## JOB
Reproduce the items word for word, from the line containing "Keep to these rules. Indicate every instance of the paved" through the last of the items, both ends included.

## DATA EXCERPTS
=====

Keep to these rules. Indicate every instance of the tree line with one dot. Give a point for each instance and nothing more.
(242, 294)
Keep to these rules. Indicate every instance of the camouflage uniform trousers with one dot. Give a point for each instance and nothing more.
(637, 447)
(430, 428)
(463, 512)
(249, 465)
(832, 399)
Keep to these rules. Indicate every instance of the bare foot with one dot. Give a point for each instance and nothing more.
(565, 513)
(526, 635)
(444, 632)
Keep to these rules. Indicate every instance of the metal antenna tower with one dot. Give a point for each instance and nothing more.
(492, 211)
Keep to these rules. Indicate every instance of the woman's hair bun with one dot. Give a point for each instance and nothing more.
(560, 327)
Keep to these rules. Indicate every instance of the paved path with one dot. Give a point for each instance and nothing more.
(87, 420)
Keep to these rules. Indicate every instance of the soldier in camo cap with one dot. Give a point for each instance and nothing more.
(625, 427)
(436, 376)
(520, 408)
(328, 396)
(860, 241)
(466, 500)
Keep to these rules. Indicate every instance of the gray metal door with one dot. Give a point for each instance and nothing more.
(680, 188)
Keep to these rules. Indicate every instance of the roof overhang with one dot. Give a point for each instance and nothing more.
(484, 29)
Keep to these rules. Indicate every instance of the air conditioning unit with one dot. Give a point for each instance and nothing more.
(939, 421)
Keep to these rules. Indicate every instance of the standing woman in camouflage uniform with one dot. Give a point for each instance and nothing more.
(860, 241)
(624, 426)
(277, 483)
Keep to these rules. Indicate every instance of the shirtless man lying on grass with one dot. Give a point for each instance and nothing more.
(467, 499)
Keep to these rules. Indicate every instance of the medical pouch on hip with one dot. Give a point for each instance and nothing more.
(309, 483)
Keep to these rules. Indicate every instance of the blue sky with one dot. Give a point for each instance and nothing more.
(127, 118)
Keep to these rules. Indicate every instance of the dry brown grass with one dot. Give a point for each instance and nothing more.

=====

## TASK SOLUTION
Keep to these rules. Indicate every instance of the paved path with one dot. Give a point for each instance and nothing more.
(87, 420)
Keep to these rules. Indicate every instance of the soldier in camo cap with one dot. Give a point for each instance and nothing more.
(625, 427)
(436, 376)
(520, 408)
(328, 396)
(860, 241)
(466, 500)
Keep to these rules. Indicate every instance of the gray metal door with one dot. Give a point for each instance and nothing more.
(680, 188)
Keep to these rules. Indicate every instance of the roof overhang with one dot. Give a point for each instance and nothing more.
(484, 29)
Keep to these rules. Indicate every instance of the air conditioning unit with one dot. Give a point for each instance and nothing more.
(939, 421)
Keep to these rules. Indicate every instance of the standing woman in camouflage uniform with one dot. Give a point for each instance and nothing more.
(860, 241)
(624, 426)
(277, 483)
Keep to these rules. Indicate every instance of the shirtless man lying on grass with one dot. Give a point for each instance and nothing more.
(467, 499)
Keep to these rules. Indicate every instance of the medical pouch on hip with one dot. Give a point for each instance and nothing more.
(309, 483)
Keep to these rules. Indicate every instance of the blue sky with one dot. Give a point for each instance and nothing more.
(127, 118)
Keep to these rules. Indicate every instance of the dry brown grass with one dot. Give a point for each instance and nothing more.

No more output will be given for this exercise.